Start of EXTRACTED MATERIAL

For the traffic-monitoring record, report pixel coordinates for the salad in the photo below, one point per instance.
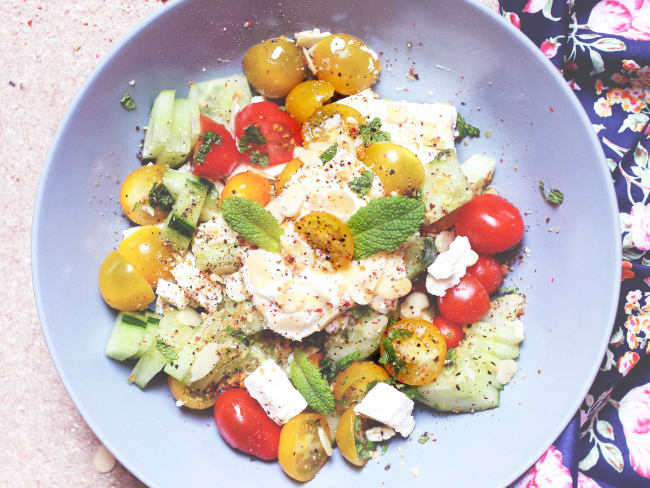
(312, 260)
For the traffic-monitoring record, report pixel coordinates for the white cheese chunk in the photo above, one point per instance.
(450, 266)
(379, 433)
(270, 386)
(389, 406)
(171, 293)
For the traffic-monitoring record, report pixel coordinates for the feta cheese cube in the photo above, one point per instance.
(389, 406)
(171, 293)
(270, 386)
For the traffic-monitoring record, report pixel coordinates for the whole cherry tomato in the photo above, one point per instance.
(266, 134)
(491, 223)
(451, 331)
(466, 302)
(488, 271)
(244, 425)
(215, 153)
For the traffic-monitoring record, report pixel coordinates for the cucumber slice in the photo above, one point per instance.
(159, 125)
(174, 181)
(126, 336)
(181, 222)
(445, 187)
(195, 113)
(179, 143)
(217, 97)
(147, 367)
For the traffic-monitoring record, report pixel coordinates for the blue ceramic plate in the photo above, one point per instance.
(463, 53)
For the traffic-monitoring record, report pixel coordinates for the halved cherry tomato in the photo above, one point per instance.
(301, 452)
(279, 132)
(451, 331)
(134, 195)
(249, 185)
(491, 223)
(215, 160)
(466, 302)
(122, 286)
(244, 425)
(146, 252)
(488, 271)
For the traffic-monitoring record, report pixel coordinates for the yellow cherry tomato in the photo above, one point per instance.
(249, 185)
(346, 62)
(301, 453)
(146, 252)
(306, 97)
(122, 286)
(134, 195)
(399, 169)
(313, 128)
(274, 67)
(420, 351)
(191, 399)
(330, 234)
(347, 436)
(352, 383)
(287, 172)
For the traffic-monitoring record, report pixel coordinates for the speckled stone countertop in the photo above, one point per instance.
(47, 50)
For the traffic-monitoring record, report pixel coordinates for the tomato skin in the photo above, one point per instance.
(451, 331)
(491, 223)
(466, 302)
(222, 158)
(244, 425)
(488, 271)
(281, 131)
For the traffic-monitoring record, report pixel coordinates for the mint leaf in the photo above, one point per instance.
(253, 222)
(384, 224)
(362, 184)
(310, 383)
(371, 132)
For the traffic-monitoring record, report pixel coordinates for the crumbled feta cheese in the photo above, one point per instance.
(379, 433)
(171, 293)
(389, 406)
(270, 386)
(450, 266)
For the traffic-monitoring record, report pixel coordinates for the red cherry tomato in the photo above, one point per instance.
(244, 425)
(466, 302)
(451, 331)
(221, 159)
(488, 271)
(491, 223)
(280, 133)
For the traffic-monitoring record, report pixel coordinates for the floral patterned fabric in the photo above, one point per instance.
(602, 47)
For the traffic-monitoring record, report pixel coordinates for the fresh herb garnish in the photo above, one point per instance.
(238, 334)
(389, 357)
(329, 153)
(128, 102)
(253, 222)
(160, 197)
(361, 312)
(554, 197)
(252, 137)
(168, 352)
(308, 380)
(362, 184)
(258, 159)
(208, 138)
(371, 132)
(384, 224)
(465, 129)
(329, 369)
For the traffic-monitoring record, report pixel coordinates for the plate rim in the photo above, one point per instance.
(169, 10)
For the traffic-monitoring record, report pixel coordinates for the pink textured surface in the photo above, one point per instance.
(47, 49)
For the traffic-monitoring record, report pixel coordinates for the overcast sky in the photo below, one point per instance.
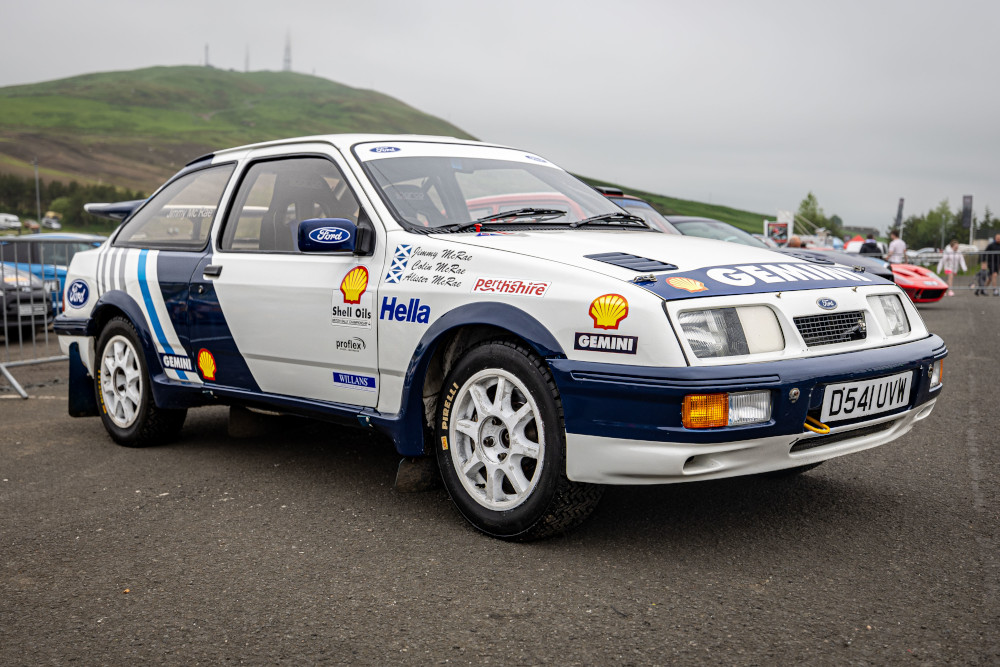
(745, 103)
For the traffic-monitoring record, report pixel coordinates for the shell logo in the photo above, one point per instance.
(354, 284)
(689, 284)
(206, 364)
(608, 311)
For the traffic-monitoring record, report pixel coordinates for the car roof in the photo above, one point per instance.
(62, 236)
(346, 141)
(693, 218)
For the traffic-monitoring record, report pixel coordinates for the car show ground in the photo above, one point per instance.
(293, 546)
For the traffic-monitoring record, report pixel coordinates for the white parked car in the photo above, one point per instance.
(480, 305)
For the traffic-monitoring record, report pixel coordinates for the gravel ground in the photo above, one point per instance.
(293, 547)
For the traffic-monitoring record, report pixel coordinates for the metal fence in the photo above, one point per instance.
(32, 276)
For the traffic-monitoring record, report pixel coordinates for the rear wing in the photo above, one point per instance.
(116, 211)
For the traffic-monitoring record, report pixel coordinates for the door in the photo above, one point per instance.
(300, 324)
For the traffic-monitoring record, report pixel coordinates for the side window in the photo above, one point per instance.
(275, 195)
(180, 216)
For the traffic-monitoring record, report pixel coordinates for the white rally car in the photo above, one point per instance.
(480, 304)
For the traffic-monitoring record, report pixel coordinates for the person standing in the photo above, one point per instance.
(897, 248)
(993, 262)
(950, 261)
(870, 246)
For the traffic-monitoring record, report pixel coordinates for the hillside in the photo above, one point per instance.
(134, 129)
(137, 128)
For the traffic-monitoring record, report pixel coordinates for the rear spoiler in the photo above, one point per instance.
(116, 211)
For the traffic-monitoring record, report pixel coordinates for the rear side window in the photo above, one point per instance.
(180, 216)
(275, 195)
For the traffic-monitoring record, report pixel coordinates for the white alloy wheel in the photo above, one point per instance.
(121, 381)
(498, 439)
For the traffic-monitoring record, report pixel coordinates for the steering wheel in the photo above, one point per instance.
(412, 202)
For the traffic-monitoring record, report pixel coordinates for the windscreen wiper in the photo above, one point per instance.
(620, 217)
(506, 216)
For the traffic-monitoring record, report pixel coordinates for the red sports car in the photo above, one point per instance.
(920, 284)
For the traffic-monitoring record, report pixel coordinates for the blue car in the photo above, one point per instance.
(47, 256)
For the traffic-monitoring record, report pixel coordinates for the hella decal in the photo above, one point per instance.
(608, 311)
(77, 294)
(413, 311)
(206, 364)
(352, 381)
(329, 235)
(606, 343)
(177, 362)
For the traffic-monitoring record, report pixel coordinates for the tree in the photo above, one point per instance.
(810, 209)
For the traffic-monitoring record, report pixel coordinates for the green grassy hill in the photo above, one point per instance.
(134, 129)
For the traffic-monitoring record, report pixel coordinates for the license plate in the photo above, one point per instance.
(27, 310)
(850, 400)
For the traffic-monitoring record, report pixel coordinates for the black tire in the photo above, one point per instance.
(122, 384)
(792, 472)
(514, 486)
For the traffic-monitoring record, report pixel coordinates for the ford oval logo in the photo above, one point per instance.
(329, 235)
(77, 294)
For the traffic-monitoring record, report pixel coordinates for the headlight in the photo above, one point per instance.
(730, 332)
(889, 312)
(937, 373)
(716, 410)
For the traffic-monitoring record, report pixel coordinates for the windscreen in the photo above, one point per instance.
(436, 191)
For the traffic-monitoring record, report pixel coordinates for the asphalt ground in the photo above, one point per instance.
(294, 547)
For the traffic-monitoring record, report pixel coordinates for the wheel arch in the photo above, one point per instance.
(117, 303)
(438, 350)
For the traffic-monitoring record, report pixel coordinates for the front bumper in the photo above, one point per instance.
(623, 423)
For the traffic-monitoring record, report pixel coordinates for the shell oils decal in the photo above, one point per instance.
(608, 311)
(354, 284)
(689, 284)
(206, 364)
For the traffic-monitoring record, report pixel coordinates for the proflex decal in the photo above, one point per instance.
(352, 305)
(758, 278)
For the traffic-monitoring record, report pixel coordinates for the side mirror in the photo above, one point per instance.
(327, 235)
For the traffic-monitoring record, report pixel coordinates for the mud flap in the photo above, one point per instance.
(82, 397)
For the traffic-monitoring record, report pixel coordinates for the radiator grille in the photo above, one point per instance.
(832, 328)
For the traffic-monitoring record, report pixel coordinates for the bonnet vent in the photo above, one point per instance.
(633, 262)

End of EXTRACTED MATERIAL

EXERCISE DETAILS: Every line of the material must be returned verbatim, and pictures must be left behind.

COMPLETED EXERCISE:
For the traffic-monitoring record, report pixel coordinates for the salad in the photo below, one point per instance.
(312, 260)
For the traffic-monitoring record, report pixel coordinates for the white cheese chunk in the photo above, one point per instance.
(450, 266)
(379, 433)
(270, 386)
(389, 406)
(171, 293)
For the traffic-monitoring record, report pixel coordinates for the feta cheese cube in the photo above, one point per instance.
(389, 406)
(171, 293)
(270, 386)
For the traffic-monitoring record, report pixel coordinates for the whole cherry tomato in the photo above, one point per instance.
(266, 134)
(491, 223)
(451, 331)
(466, 302)
(488, 271)
(244, 425)
(215, 153)
For the traffic-monitoring record, report pixel coordinates for the cucumber slice in the photo above, one point per instance.
(159, 125)
(174, 181)
(126, 336)
(181, 222)
(445, 187)
(195, 113)
(179, 143)
(217, 97)
(147, 367)
For the traffic-monitoring record, report pixel coordinates for the blue ceramic plate in the photo above, one point per instance.
(463, 53)
For the traffic-monitoring record, report pixel coordinates for the halved cherry tomato in the photo above, one point per instance.
(301, 452)
(279, 132)
(451, 331)
(134, 195)
(249, 185)
(491, 223)
(215, 160)
(466, 302)
(122, 286)
(244, 425)
(146, 252)
(488, 271)
For the traffic-monitoring record, report pixel coordinates for the yellow cherry tomato in the photo above, one point per instance.
(249, 185)
(346, 62)
(301, 453)
(146, 252)
(306, 97)
(122, 286)
(134, 195)
(399, 169)
(313, 128)
(274, 67)
(420, 351)
(191, 399)
(330, 234)
(347, 436)
(352, 383)
(287, 172)
For the traffic-monitoring record, report pixel coordinates for the speckled stone countertop in the photo above, one point per instance.
(47, 50)
For the traffic-monitoring record, report pixel coordinates for the tomato skin in the photo above, one point per instance.
(451, 331)
(491, 223)
(466, 302)
(222, 158)
(244, 425)
(488, 271)
(281, 131)
For the traffic-monitoring record, report pixel coordinates for the mint leaf in the photo above, one point per instance.
(253, 222)
(384, 224)
(362, 184)
(310, 383)
(371, 132)
For the traffic-monitoring record, report pixel coordinates for the crumbled feta cheese in the photo above, one point per instance.
(379, 433)
(171, 293)
(389, 406)
(270, 386)
(450, 266)
For the traffic-monitoring record, report pixel coordinates for the red cherry tomato in the photo above, one point per instance.
(244, 425)
(466, 302)
(451, 331)
(221, 159)
(488, 271)
(491, 223)
(280, 133)
For the traffic-monitoring record, report pixel coordinates for the floral patterned fabric in the photo above, one point per instance.
(602, 47)
For the traffic-monitoring record, report pixel coordinates for the fresh herb garnish in the photo above, one point per instance.
(238, 334)
(389, 357)
(329, 153)
(128, 102)
(253, 222)
(160, 197)
(361, 312)
(554, 197)
(252, 137)
(168, 352)
(308, 380)
(362, 184)
(258, 159)
(208, 138)
(371, 132)
(384, 224)
(465, 129)
(329, 369)
For the traffic-monitoring record, report pixel coordinates for the plate rim in the photo above, one point per instance.
(169, 10)
For the traffic-monitoring record, report pixel coordinates for the pink textured surface in the photo above, one point per instance.
(47, 49)
For the traffic-monitoring record, report pixel coordinates for the overcast sky in the photo below, one point per instance.
(745, 103)
For the traffic-monitoring record, report pixel coordinates for the shell logo in the photo above, one point per instance.
(354, 284)
(689, 284)
(206, 364)
(608, 311)
For the traffic-monitoring record, report pixel coordinates for the car roof in the photo above, one point per instance.
(62, 236)
(346, 141)
(693, 218)
For the traffic-monitoring record, report pixel coordinates for the car show ground in the photo above, one point per instance.
(293, 546)
For the traffic-monitoring record, report pixel coordinates for the white parked car in the photo above, one point per instance.
(480, 305)
For the traffic-monitoring record, report pixel coordinates for the gravel ground in the photo above, one point per instance.
(293, 547)
For the traffic-monitoring record, report pixel coordinates for the metal fence in the photo above, one point per instance.
(32, 276)
For the traffic-monitoring record, report pixel coordinates for the rear wing in the photo above, one point per instance.
(116, 211)
For the traffic-monitoring record, report pixel coordinates for the door in the photo above, one point per instance.
(300, 324)
For the traffic-monitoring record, report pixel coordinates for the side window in the photo above, one point per instance.
(275, 195)
(180, 216)
For the traffic-monitoring record, report pixel coordinates for the white rally car in the photo above, one point per instance.
(480, 304)
For the traffic-monitoring record, report pixel coordinates for the person standing in the photo above, one point per instance.
(897, 248)
(993, 262)
(950, 261)
(870, 246)
For the traffic-monitoring record, report pixel coordinates for the hillside in the photo above, one point per instance.
(134, 129)
(137, 128)
For the traffic-monitoring record, report pixel coordinates for the rear spoiler in the photo above, one point per instance.
(116, 211)
For the traffic-monitoring record, report pixel coordinates for the rear side window in the photo above, one point per instance.
(180, 216)
(275, 195)
For the traffic-monitoring record, report pixel coordinates for the white alloy wheel in the photo above, one point per instance.
(121, 381)
(498, 439)
For the traffic-monitoring record, report pixel coordinates for the steering wheel in the photo above, one point per instance.
(412, 202)
For the traffic-monitoring record, report pixel coordinates for the windscreen wiper in the photo above, one point per instance.
(620, 217)
(506, 216)
For the traffic-monitoring record, report pixel coordinates for the red sports car in the photo above, one point per instance.
(920, 284)
For the traffic-monitoring record, report pixel coordinates for the blue car in the photo above, one point per instance.
(47, 256)
For the traffic-monitoring record, report pixel coordinates for the hella decal in the photo above, one point per instance.
(608, 311)
(77, 294)
(413, 311)
(206, 364)
(352, 381)
(329, 235)
(606, 343)
(177, 362)
For the traffic-monitoring record, report pixel coordinates for the tree in the photo above, one point per instance.
(810, 209)
For the traffic-monitoring record, report pixel coordinates for the green grassy hill in the photo above, one point per instance.
(134, 129)
For the traffic-monitoring record, report pixel coordinates for the license plate in the photo above, one point per instance.
(27, 310)
(850, 400)
For the traffic-monitoring record, report pixel coordinates for the black tire in the photo above, one point per instance.
(122, 384)
(792, 472)
(514, 486)
For the traffic-monitoring record, report pixel coordinates for the ford oval logo in the photo above, one point per instance.
(329, 235)
(77, 294)
For the traffic-monitoring record, report pixel coordinates for the headlight in the photo above, one point per instance.
(730, 332)
(889, 312)
(937, 373)
(716, 410)
For the traffic-monitoring record, report pixel coordinates for the windscreen in the photo above, one point per instance.
(436, 191)
For the traffic-monitoring record, report pixel coordinates for the asphalt ground in the photo above, one point per instance.
(294, 547)
For the traffic-monitoring record, report pixel coordinates for the wheel arch in the photo above, one point per instance.
(117, 303)
(438, 350)
For the traffic-monitoring record, report pixel coordinates for the front bumper in the photo above, one point per instance.
(623, 423)
For the traffic-monitoring record, report pixel coordinates for the shell oils decal in the photo above, one point per instance.
(608, 311)
(354, 284)
(689, 284)
(206, 364)
For the traffic-monitoring record, report pixel coordinates for the proflex decal in the photo above, one point per instance.
(352, 305)
(758, 278)
For the traffic-monitoring record, report pixel coordinates for the side mirror in the photo above, one point per instance.
(327, 235)
For the traffic-monitoring record, report pixel coordinates for the mud flap in the photo above, one point per instance.
(82, 397)
For the traffic-monitoring record, report pixel coordinates for the radiator grille in the photo above, one point per instance.
(832, 328)
For the traffic-monitoring record, report pixel coordinates for the bonnet vent in the photo above, one point per instance.
(633, 262)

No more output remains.